**Source material**

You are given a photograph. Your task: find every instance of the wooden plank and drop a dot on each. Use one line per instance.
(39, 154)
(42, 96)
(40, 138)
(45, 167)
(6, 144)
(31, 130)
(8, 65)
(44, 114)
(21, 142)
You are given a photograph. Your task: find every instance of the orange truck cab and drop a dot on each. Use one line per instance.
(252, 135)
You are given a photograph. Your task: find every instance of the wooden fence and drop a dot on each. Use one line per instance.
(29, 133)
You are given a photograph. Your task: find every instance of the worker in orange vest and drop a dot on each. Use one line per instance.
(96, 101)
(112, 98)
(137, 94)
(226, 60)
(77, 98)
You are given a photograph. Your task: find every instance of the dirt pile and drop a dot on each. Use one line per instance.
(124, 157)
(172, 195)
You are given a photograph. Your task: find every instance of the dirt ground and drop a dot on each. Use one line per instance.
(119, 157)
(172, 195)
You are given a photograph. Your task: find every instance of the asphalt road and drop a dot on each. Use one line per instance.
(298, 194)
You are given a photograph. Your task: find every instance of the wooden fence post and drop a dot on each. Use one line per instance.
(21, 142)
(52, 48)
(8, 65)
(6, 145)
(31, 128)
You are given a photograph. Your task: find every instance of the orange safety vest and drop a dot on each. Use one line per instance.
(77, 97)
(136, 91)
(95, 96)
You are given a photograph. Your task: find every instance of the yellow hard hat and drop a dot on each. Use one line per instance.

**Directions for this task**
The records need to be reproduced in their entirety, word for word.

**Solution to this task**
You are given a photograph. Your task: find every instance of the wooden plank and drop a dot on each. Use one line per instance.
(39, 154)
(42, 96)
(40, 138)
(45, 167)
(6, 144)
(31, 130)
(8, 65)
(44, 114)
(21, 142)
You are given a photograph. Your task: find every instance of the orange truck cab and drop a dot on each. Use one line per instance.
(252, 135)
You are given a photograph. Your task: find every instance of the wooden fence and drop a dot on each. Use one line per instance.
(29, 133)
You are given a photograph. Your task: find every instance of the worker in orange vest and drop a dot on each. Use one line per instance.
(96, 101)
(112, 98)
(137, 94)
(226, 60)
(77, 98)
You are given a photograph. Your task: find every instance of the dirt pile and drop a dot on each. Use one line per instance.
(124, 157)
(172, 195)
You are given a photograph. Your task: find every instance of the dirt ground and drop a dot on each. Use one line per instance.
(119, 157)
(172, 195)
You are given a photograph. Your task: find every instance of the asphalt road and drop a dot on each. Use one line per instance.
(298, 194)
You are given a photograph. Your task: find every instance of the wooden fence post and drop a dot on each. Use one line per instance.
(21, 142)
(52, 48)
(8, 65)
(6, 145)
(31, 128)
You are given a photograph. Your task: find every instance of the orange safety vest and drop a dot on each. Use one line per instance.
(77, 97)
(136, 91)
(95, 96)
You are given a photograph. Your task: find every instance of the yellow hard hat and drop a dot on each. Use one line per instance.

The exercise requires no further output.